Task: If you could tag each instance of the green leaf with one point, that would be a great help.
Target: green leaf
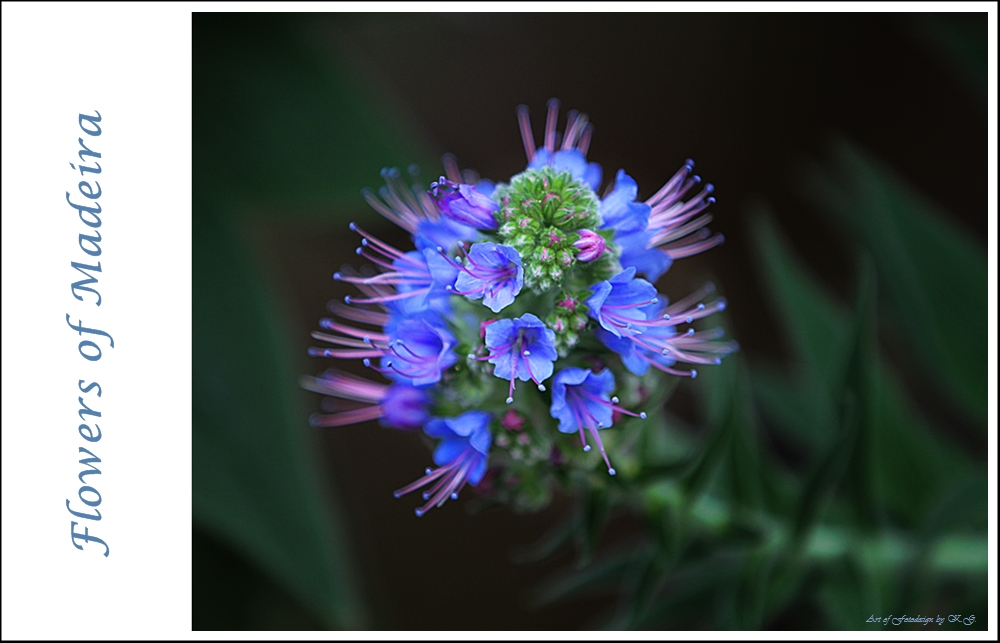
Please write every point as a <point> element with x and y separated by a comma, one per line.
<point>817,327</point>
<point>848,454</point>
<point>933,273</point>
<point>253,485</point>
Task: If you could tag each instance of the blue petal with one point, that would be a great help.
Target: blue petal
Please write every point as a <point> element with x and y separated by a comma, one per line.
<point>436,428</point>
<point>626,348</point>
<point>476,472</point>
<point>442,271</point>
<point>651,262</point>
<point>446,233</point>
<point>485,187</point>
<point>481,439</point>
<point>468,423</point>
<point>619,209</point>
<point>450,449</point>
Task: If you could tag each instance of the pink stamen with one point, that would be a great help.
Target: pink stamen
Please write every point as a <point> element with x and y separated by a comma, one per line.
<point>550,125</point>
<point>527,137</point>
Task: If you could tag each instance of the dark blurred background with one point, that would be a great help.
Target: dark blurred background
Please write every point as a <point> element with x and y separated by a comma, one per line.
<point>296,528</point>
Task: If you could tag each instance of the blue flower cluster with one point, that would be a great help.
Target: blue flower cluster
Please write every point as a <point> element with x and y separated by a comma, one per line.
<point>505,283</point>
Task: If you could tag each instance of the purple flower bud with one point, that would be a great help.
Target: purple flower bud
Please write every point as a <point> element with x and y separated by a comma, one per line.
<point>590,244</point>
<point>464,204</point>
<point>512,420</point>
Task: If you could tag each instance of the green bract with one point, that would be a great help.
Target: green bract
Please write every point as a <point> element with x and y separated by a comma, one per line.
<point>541,212</point>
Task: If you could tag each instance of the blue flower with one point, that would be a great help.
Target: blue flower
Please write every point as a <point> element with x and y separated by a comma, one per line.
<point>418,352</point>
<point>405,407</point>
<point>619,302</point>
<point>461,457</point>
<point>491,272</point>
<point>400,406</point>
<point>591,246</point>
<point>581,400</point>
<point>652,234</point>
<point>464,203</point>
<point>410,282</point>
<point>619,210</point>
<point>442,233</point>
<point>522,348</point>
<point>643,332</point>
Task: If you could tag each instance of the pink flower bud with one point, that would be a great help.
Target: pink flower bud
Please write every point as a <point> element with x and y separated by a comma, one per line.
<point>512,421</point>
<point>590,244</point>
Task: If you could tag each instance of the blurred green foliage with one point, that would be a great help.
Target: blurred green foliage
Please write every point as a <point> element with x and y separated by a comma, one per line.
<point>275,123</point>
<point>884,514</point>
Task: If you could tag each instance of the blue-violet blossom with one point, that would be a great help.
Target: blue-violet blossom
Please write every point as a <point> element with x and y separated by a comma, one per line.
<point>573,274</point>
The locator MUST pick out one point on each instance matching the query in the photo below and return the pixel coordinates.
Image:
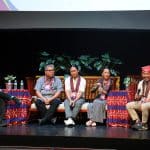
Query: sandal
(89, 123)
(93, 124)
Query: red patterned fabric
(117, 114)
(18, 114)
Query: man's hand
(137, 97)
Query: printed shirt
(56, 86)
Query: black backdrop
(20, 48)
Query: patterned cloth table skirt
(117, 114)
(18, 114)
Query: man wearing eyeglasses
(48, 89)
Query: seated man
(48, 89)
(74, 89)
(4, 98)
(141, 102)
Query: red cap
(146, 69)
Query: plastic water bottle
(9, 85)
(21, 84)
(15, 84)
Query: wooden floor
(79, 136)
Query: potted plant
(9, 79)
(85, 63)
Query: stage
(79, 136)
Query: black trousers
(3, 99)
(47, 114)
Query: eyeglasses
(49, 70)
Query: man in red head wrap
(141, 102)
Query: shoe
(93, 124)
(89, 123)
(69, 122)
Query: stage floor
(79, 136)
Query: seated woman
(96, 110)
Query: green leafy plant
(86, 63)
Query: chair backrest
(90, 81)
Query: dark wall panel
(100, 20)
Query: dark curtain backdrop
(20, 48)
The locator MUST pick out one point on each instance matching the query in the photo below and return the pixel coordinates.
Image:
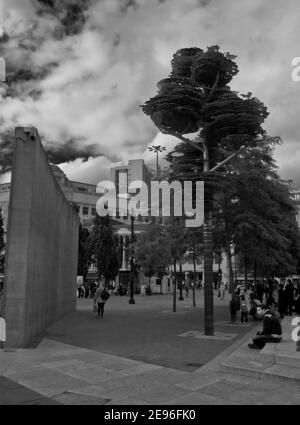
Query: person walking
(259, 289)
(244, 309)
(281, 303)
(222, 291)
(143, 289)
(297, 299)
(101, 296)
(289, 295)
(234, 307)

......

__Work to be completed__
Find every line in the records above that holds the word "foliage", and copy each one.

__Exercise answer__
Task: If you could tag each instance of the blurred green foliage with one point, that would be a great help.
Target: blurred green foliage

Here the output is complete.